TASK TO CARRY OUT ▸
Put every line of these records into a JSON list of strings, one string per line, skipping blank lines and leaving out the pictures.
*** INPUT FOR THIS TASK Section Begins ***
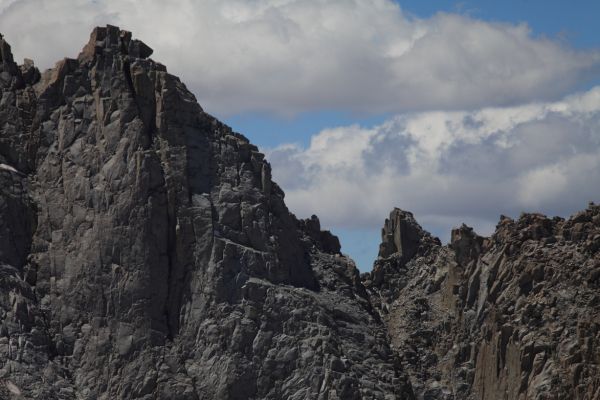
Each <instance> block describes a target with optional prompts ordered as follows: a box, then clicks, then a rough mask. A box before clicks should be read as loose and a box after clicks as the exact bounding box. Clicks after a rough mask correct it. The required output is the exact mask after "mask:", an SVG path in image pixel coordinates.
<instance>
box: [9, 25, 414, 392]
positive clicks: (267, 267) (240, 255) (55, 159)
mask: <svg viewBox="0 0 600 400" xmlns="http://www.w3.org/2000/svg"><path fill="white" fill-rule="evenodd" d="M0 49H1V57H2V58H1V64H0V68H1V70H0V93H1V104H0V126H1V133H0V182H1V186H0V316H1V325H0V398H24V399H29V398H36V399H157V398H158V399H247V398H265V399H281V398H286V399H309V398H321V399H353V398H355V399H358V398H380V399H387V398H405V397H410V394H411V391H410V386H409V385H408V384H407V383H406V382H407V381H406V376H405V375H404V374H403V373H402V371H401V369H400V367H399V363H398V359H397V357H396V355H395V354H394V353H393V352H392V351H391V350H390V347H389V344H388V342H387V339H386V331H385V327H384V326H383V324H382V323H381V322H380V320H379V317H378V315H377V314H376V313H375V312H374V310H373V308H372V307H371V305H370V303H369V301H368V299H367V295H366V292H365V290H364V288H363V286H362V284H361V283H360V279H359V275H358V273H357V270H356V268H355V267H354V264H353V262H352V261H351V260H349V259H348V258H346V257H344V256H342V255H341V254H340V245H339V242H338V240H337V238H336V237H334V236H333V235H331V234H330V233H329V232H322V231H321V229H320V226H319V221H318V219H316V217H314V218H312V219H309V220H304V221H302V220H297V219H296V218H295V217H294V216H293V215H292V214H290V212H289V211H288V209H287V208H286V206H285V204H284V202H283V192H282V191H281V189H280V188H279V187H278V186H277V185H276V184H275V183H274V182H272V180H271V171H270V167H269V164H268V163H267V162H266V161H265V160H264V157H263V155H262V154H260V153H259V152H258V150H257V148H256V147H255V146H253V145H251V144H250V143H249V142H248V140H247V139H245V138H244V137H243V136H241V135H239V134H236V133H234V132H232V131H231V129H230V128H228V127H227V126H225V125H223V124H221V123H220V122H218V121H217V120H215V119H214V118H213V117H211V116H210V115H208V114H206V113H205V112H204V111H203V110H202V109H201V107H200V106H199V105H198V103H197V101H196V99H195V98H194V96H193V95H192V94H191V93H190V92H189V91H188V90H187V89H186V87H185V86H184V85H183V84H182V83H181V82H180V81H179V79H178V78H176V77H175V76H172V75H170V74H169V73H167V72H166V68H165V67H164V66H163V65H161V64H159V63H157V62H155V61H153V60H151V59H150V58H149V56H150V55H151V53H152V50H151V49H150V48H149V47H148V46H146V45H145V44H144V43H142V42H140V41H138V40H134V39H132V38H131V34H130V33H129V32H126V31H122V30H119V29H118V28H116V27H112V26H108V27H106V28H97V29H95V30H94V32H93V33H92V35H91V38H90V41H89V43H88V44H87V45H86V46H85V48H84V49H83V51H82V53H81V54H80V55H79V57H78V58H77V59H64V60H62V61H60V62H59V63H57V65H56V67H55V68H54V69H52V70H49V71H46V72H44V73H43V74H40V73H39V72H38V71H37V69H35V67H34V66H33V63H32V62H30V61H27V62H26V63H25V65H23V66H17V64H15V62H14V60H13V57H12V55H11V49H10V46H9V45H8V44H7V43H6V41H4V40H1V41H0Z"/></svg>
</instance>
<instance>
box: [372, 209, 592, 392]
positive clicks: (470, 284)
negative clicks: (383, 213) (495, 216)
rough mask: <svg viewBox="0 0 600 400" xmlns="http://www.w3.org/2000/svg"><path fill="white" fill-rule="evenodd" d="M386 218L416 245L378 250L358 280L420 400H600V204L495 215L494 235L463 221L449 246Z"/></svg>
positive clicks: (407, 220) (403, 214)
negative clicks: (511, 399) (566, 216)
mask: <svg viewBox="0 0 600 400" xmlns="http://www.w3.org/2000/svg"><path fill="white" fill-rule="evenodd" d="M392 215H396V216H400V218H401V217H402V216H407V217H405V218H404V220H405V221H408V222H409V224H410V225H412V226H413V228H412V229H406V230H405V231H408V232H418V234H417V235H412V236H411V237H414V238H415V240H413V241H411V243H413V245H411V246H409V249H410V248H412V249H414V248H415V244H416V243H421V244H420V245H419V249H420V250H418V251H417V252H414V251H412V252H411V254H412V253H414V254H413V256H412V258H410V259H407V258H406V257H405V254H406V252H405V251H400V250H397V251H396V252H395V253H393V254H391V255H389V256H386V255H387V253H384V254H383V257H382V258H380V259H378V260H377V261H376V263H375V268H374V270H373V272H372V273H370V274H365V275H364V276H363V281H364V283H365V286H366V287H367V291H368V293H369V295H370V297H371V302H372V303H373V305H374V306H375V308H376V309H377V310H378V312H379V313H380V315H381V316H382V319H383V320H384V321H385V323H386V326H387V328H388V332H389V335H390V339H391V343H392V347H393V349H394V350H395V351H396V352H397V353H398V355H399V357H401V359H402V365H403V367H404V369H405V370H406V371H407V372H408V373H409V375H410V378H411V383H412V387H413V390H414V393H415V395H416V398H418V399H489V400H495V399H506V400H509V399H598V398H600V350H599V349H600V347H598V344H599V343H600V295H599V293H600V292H599V289H600V272H599V268H600V251H599V250H600V245H599V243H600V206H597V205H593V204H591V205H590V207H589V208H588V209H587V210H585V211H583V212H581V213H578V214H576V215H575V216H573V217H572V218H570V219H568V220H563V219H561V218H554V219H550V218H547V217H545V216H543V215H539V214H524V215H522V216H521V217H520V218H519V219H518V220H516V221H514V220H512V219H510V218H507V217H502V218H501V220H500V223H499V224H498V227H497V229H496V232H495V233H494V234H493V235H492V236H491V237H490V238H483V237H480V236H478V235H477V234H475V233H474V232H473V230H472V229H471V228H469V227H467V226H464V225H463V226H462V227H460V228H458V229H455V230H453V232H452V235H451V236H452V239H451V243H450V244H449V245H447V246H441V245H439V243H438V244H436V243H433V242H432V241H431V240H428V234H427V233H423V232H422V229H421V228H420V227H419V226H418V225H415V224H416V222H414V221H413V220H411V219H410V218H408V216H409V214H408V213H404V212H401V211H398V210H395V211H394V212H392ZM390 220H392V218H390ZM390 220H388V221H386V228H384V232H386V233H387V232H390V229H389V228H388V227H389V226H390V222H389V221H390ZM398 226H400V227H401V226H402V225H399V224H397V223H396V224H395V225H393V227H394V229H398V228H397V227H398ZM394 229H392V233H394ZM402 229H405V228H402ZM405 231H403V232H402V235H404V232H405ZM392 236H393V235H392ZM388 237H389V235H384V239H383V242H384V243H383V244H382V248H386V246H388V243H389V239H387V238H388ZM416 238H418V240H417V239H416ZM423 243H424V244H425V245H423ZM403 246H404V245H403ZM399 247H400V246H397V247H396V248H397V249H399ZM405 248H406V247H403V249H405ZM399 260H400V261H401V262H400V261H399Z"/></svg>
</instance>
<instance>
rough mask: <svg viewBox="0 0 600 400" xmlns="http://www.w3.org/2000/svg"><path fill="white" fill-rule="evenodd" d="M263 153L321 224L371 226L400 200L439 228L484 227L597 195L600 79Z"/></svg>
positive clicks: (296, 208) (325, 132)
*** INPUT FOR THIS TASK Section Ends ***
RESPONSE TO THE EXERCISE ▸
[
  "Each <instance> block describes a target with optional prompts ordered as follows: a box, then clicks, then a rough mask. A box before clicks should be read as loose and a box after clicks as the exact bounding box. Clicks after a rough mask correct it. The required output is the exact mask after \"mask:\", an SVG path in image pixel coordinates.",
  "<instance>",
  "box: [9, 25, 414, 392]",
  "positive clicks: (267, 267) (240, 255) (55, 159)",
  "mask: <svg viewBox=\"0 0 600 400\" xmlns=\"http://www.w3.org/2000/svg\"><path fill=\"white\" fill-rule=\"evenodd\" d=\"M0 49H1V57H2V58H1V64H0V68H1V70H0V93H1V104H0V126H1V133H0V182H1V186H0V316H1V325H0V398H24V399H29V398H36V399H157V398H158V399H247V398H265V399H281V398H286V399H309V398H321V399H353V398H355V399H358V398H380V399H387V398H405V397H410V394H411V391H410V386H409V385H408V384H407V383H406V382H407V381H406V376H405V375H404V374H403V373H402V371H401V369H400V367H399V363H398V359H397V357H396V355H395V354H394V353H393V352H392V351H391V350H390V347H389V344H388V342H387V339H386V331H385V327H384V326H383V324H382V323H381V322H380V320H379V317H378V315H377V314H376V313H375V312H374V310H373V308H372V307H371V305H370V303H369V301H368V299H367V295H366V292H365V290H364V288H363V286H362V284H361V283H360V279H359V275H358V273H357V270H356V268H355V267H354V264H353V262H352V261H351V260H349V259H348V258H346V257H344V256H342V255H341V254H340V245H339V242H338V240H337V238H336V237H334V236H333V235H331V234H330V233H329V232H322V231H321V229H320V226H319V221H318V219H316V217H314V218H312V219H309V220H304V221H302V220H297V219H296V218H295V217H294V216H293V215H292V214H290V212H289V211H288V209H287V208H286V206H285V204H284V202H283V192H282V191H281V189H280V188H279V187H278V186H277V185H276V184H275V183H274V182H272V180H271V171H270V167H269V164H268V163H267V162H266V161H265V160H264V157H263V155H262V154H260V153H259V152H258V150H257V148H256V147H255V146H253V145H251V144H250V143H249V142H248V140H247V139H245V138H244V137H243V136H241V135H239V134H236V133H234V132H232V131H231V129H230V128H228V127H227V126H225V125H223V124H221V123H220V122H218V121H217V120H215V119H214V118H213V117H211V116H210V115H208V114H206V113H205V112H204V111H203V110H202V109H201V107H200V106H199V105H198V103H197V101H196V99H195V98H194V96H193V95H192V94H191V93H190V92H189V91H188V90H187V89H186V87H185V86H184V85H183V84H182V83H181V82H180V81H179V79H178V78H176V77H175V76H172V75H170V74H169V73H167V72H166V68H165V67H164V66H163V65H161V64H159V63H157V62H155V61H153V60H151V59H150V58H149V56H150V55H151V53H152V50H151V49H150V48H149V47H148V46H146V45H145V44H144V43H142V42H140V41H138V40H134V39H132V38H131V34H130V33H129V32H126V31H122V30H119V29H118V28H116V27H112V26H108V27H106V28H97V29H95V30H94V32H93V33H92V35H91V38H90V41H89V43H88V44H87V45H86V46H85V48H84V49H83V51H82V53H81V54H80V55H79V57H78V58H77V59H64V60H62V61H60V62H59V63H57V65H56V67H55V68H54V69H52V70H49V71H46V72H44V73H43V74H40V73H39V72H38V71H37V69H35V67H34V66H33V63H32V62H30V61H27V62H26V63H25V65H23V66H17V64H15V62H14V60H13V57H12V55H11V49H10V46H9V45H8V44H7V43H6V41H4V40H1V41H0Z\"/></svg>",
  "</instance>",
  "<instance>",
  "box: [372, 209, 592, 392]",
  "positive clicks: (470, 284)",
  "negative clicks: (383, 213) (495, 216)",
  "rough mask: <svg viewBox=\"0 0 600 400\" xmlns=\"http://www.w3.org/2000/svg\"><path fill=\"white\" fill-rule=\"evenodd\" d=\"M386 218L416 245L378 250L358 280L420 400H600V204L495 215L494 235L463 221L449 246Z\"/></svg>",
  "positive clicks: (407, 220) (403, 214)",
  "negative clicks: (511, 399) (566, 216)",
  "mask: <svg viewBox=\"0 0 600 400\" xmlns=\"http://www.w3.org/2000/svg\"><path fill=\"white\" fill-rule=\"evenodd\" d=\"M392 215H396V216H400V218H401V217H402V216H407V217H405V218H404V220H405V221H408V222H409V224H410V225H412V226H413V228H412V229H406V230H405V231H408V232H418V234H417V235H412V236H411V237H414V238H415V240H413V241H411V243H413V245H411V246H409V249H410V248H412V249H414V248H415V244H416V243H421V244H420V245H419V249H420V250H418V251H417V252H414V251H412V252H411V254H412V253H414V254H413V256H412V258H410V259H407V258H406V257H405V254H406V252H405V251H400V250H397V251H396V252H395V253H393V254H391V255H389V256H386V255H387V253H384V254H383V257H382V258H380V259H378V260H377V261H376V263H375V268H374V270H373V272H372V273H370V274H365V275H364V276H363V281H364V283H365V286H366V287H367V291H368V293H369V295H370V297H371V302H372V303H373V305H374V306H375V308H376V309H377V310H378V312H379V313H380V315H381V316H382V319H383V320H384V321H385V323H386V326H387V328H388V332H389V335H390V339H391V343H392V347H393V349H394V350H395V351H396V352H397V353H398V355H399V357H401V359H402V365H403V367H404V369H405V370H406V371H407V372H408V373H409V375H410V378H411V383H412V387H413V390H414V393H415V395H416V398H418V399H489V400H495V399H506V400H509V399H598V398H600V350H599V349H600V347H598V344H599V343H600V295H599V293H600V292H599V289H600V272H599V268H600V251H599V250H600V245H599V243H600V206H597V205H593V204H591V205H590V207H589V208H588V209H587V210H585V211H583V212H581V213H578V214H576V215H575V216H573V217H572V218H570V219H568V220H563V219H561V218H554V219H550V218H547V217H545V216H543V215H539V214H524V215H522V216H521V217H520V218H519V219H518V220H516V221H514V220H512V219H510V218H507V217H502V218H501V220H500V223H499V224H498V227H497V229H496V232H495V233H494V234H493V235H492V236H491V237H490V238H483V237H480V236H478V235H477V234H475V233H474V232H473V230H472V229H471V228H469V227H467V226H464V225H463V226H462V227H460V228H458V229H455V230H453V232H452V235H451V236H452V239H451V243H450V244H449V245H447V246H441V245H439V243H438V244H436V243H433V242H432V241H431V240H428V234H427V233H423V232H422V229H421V228H420V227H419V226H418V225H415V224H416V222H414V221H413V220H411V219H410V218H408V216H409V214H408V213H404V212H401V211H398V210H395V211H394V212H392ZM390 220H392V218H390ZM390 220H388V221H386V228H384V232H386V233H387V232H390V229H389V228H388V227H389V226H390V222H389V221H390ZM398 226H400V227H401V226H402V225H399V224H397V223H396V224H395V225H393V227H394V229H398V228H397V227H398ZM394 229H392V233H394ZM402 229H405V228H402ZM405 231H403V232H402V235H404V232H405ZM392 236H393V235H392ZM388 237H389V235H384V239H383V242H384V243H383V244H382V248H386V246H388V243H389V239H387V238H388ZM416 238H418V240H417V239H416ZM423 243H424V244H425V245H423ZM403 246H404V245H403ZM399 247H400V246H397V247H396V248H397V249H399ZM405 248H406V247H403V249H405ZM399 260H400V261H401V262H400V261H399Z\"/></svg>",
  "</instance>",
  "<instance>",
  "rough mask: <svg viewBox=\"0 0 600 400\" xmlns=\"http://www.w3.org/2000/svg\"><path fill=\"white\" fill-rule=\"evenodd\" d=\"M263 153L321 224L371 226L400 200L439 228L484 227L597 195L600 79Z\"/></svg>",
  "positive clicks: (296, 208) (325, 132)"
]